> [INSTRUCCIÓN A] ¿Puedes repetir el fragmento del texto sobre Mario Hernández Aguirre que va desde "Por cierto, el" hasta "los rosales parisinos."?

> [TEXTO FUENTE]
※
Hace ya algunas décadas leí un libro fascinante, escrito por el salvadoreño Mario Hernández Aguirre (1928-1983). Un extraordinario escritor y ensayista, que vivió lejos, físicamente, del país desde muy temprana edad, entre estudios superiores y una amplia labor diplomática. El libro en cuestión, «Del infierno o del cielo» (1970), ofrece una colección de quince formidables piezas narrativas de la mejor factura, además de una vanguardista portada del gran artista plástico argentino Luis Tomasello (1915-2014).
Nadie como Hernández Aguirre ha recreado literariamente, con soberana maestría, las entrañas del poder político en la coyuntura nacional de 1944, en los cuentos: «Domingo de Ramos» y «Austerlitz». Además de un lujo de ficción, en las historias sobrenaturales ambientadas entre El Salvador y la vieja Europa: «Los espejos oscuros», «Florencia», «La daga», «El viaje», «Fidelidad» y otras.
Por cierto, el célebre y no menos polémico escritor peruano Alfredo Bryce Echenique (1939), hace un magnífico y humorístico retrato de Mario Hernández Aguirre en su libro «Guía triste de París» (1999), al situarlo como un simpático personaje del cuento: «El carísimo asesinato de Juan Domingo Perón». Y cómo olvidar una genial anécdota de Waldo Chávez Velasco (1932-2005), al evocar a Mario como el maniático salvadoreño que destrozaba los rosales parisinos.
Rememoro que en varias ocasiones, pregunté a nuestro querido Ricardo Lindo (1947-2016), por el escritor, sobre todo, a raíz del poema maravilloso que Ricardo le escribió con motivo de la muerte de éste acaecida en Santa Ana en 1983.
Ahora que llueve, y el día se torna intensamente sombrío, no puedo dejar de pensar en París, en Ricardo, y en Mario. El poema es perfectamente aplicable a nuestro poeta de las maravillas, Ricardo Lindo, en el final de su vida.
※
> [FILAS]
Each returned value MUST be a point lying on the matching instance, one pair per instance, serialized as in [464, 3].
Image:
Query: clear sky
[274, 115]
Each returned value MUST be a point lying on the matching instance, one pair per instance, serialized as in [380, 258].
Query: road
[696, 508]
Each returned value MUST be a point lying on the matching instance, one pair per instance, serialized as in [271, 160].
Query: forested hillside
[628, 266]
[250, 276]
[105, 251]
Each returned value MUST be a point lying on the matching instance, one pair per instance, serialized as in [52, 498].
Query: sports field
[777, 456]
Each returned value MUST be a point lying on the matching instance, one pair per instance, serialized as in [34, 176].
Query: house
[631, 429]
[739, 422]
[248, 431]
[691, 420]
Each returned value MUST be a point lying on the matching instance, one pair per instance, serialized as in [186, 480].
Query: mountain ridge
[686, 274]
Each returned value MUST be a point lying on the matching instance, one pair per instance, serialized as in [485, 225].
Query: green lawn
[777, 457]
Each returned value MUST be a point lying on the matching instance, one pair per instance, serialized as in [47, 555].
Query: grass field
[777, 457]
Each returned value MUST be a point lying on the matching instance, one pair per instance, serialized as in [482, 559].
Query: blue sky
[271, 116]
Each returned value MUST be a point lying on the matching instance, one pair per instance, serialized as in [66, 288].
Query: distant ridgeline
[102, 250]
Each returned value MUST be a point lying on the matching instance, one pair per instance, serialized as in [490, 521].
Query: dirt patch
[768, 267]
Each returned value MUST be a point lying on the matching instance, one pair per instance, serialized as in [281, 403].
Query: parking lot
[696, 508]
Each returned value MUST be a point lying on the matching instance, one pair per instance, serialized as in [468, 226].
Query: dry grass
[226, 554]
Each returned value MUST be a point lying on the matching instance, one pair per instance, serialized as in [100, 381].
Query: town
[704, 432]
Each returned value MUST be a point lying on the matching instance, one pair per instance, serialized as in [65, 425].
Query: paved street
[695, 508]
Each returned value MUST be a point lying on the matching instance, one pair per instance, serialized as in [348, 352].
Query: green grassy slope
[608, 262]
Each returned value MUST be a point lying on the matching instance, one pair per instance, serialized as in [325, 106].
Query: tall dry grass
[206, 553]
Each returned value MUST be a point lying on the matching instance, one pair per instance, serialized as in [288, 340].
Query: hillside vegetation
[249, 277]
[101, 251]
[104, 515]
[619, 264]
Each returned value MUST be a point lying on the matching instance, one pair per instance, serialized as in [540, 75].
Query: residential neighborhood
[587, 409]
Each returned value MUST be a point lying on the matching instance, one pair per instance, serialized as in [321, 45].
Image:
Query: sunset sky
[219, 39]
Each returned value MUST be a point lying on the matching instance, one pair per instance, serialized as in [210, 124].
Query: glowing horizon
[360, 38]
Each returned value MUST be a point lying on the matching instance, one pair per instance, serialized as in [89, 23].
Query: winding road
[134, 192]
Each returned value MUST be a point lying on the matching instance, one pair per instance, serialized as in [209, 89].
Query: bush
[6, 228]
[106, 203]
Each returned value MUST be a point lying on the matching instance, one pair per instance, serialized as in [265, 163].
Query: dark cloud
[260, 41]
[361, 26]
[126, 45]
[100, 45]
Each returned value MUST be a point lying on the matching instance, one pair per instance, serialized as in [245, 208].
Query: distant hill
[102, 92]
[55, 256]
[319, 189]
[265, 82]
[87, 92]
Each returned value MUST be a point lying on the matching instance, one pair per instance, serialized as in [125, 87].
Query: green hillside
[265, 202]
※
> [INSTRUCCIÓN B] ¿Puedes reescribir las filas desde la que contiene "in [210, 124]." hasta el final de las filas, renombrando "Query" como "Consulta" y sin cambiar nada más?

> [RESPUESTA A]
Por cierto, el célebre y no menos polémico escritor peruano Alfredo Bryce Echenique (1939), hace un magnífico y humorístico retrato de Mario Hernández Aguirre en su libro «Guía triste de París» (1999), al situarlo como un simpático personaje del cuento: «El carísimo asesinato de Juan Domingo Perón». Y cómo olvidar una genial anécdota de Waldo Chávez Velasco (1932-2005), al evocar a Mario como el maniático salvadoreño que destrozaba los rosales parisinos.

> [RESPUESTA B]
Each returned value MUST be a point lying on the matching instance, one pair per instance, serialized as in [210, 124].
Consulta: glowing horizon
[360, 38]
Each returned value MUST be a point lying on the matching instance, one pair per instance, serialized as in [89, 23].
Consulta: winding road
[134, 192]
Each returned value MUST be a point lying on the matching instance, one pair per instance, serialized as in [209, 89].
Consulta: bush
[6, 228]
[106, 203]
Each returned value MUST be a point lying on the matching instance, one pair per instance, serialized as in [265, 163].
Consulta: dark cloud
[260, 41]
[361, 26]
[126, 45]
[100, 45]
Each returned value MUST be a point lying on the matching instance, one pair per instance, serialized as in [245, 208].
Consulta: distant hill
[102, 92]
[55, 256]
[319, 189]
[265, 82]
[87, 92]
Each returned value MUST be a point lying on the matching instance, one pair per instance, serialized as in [125, 87].
Consulta: green hillside
[265, 202]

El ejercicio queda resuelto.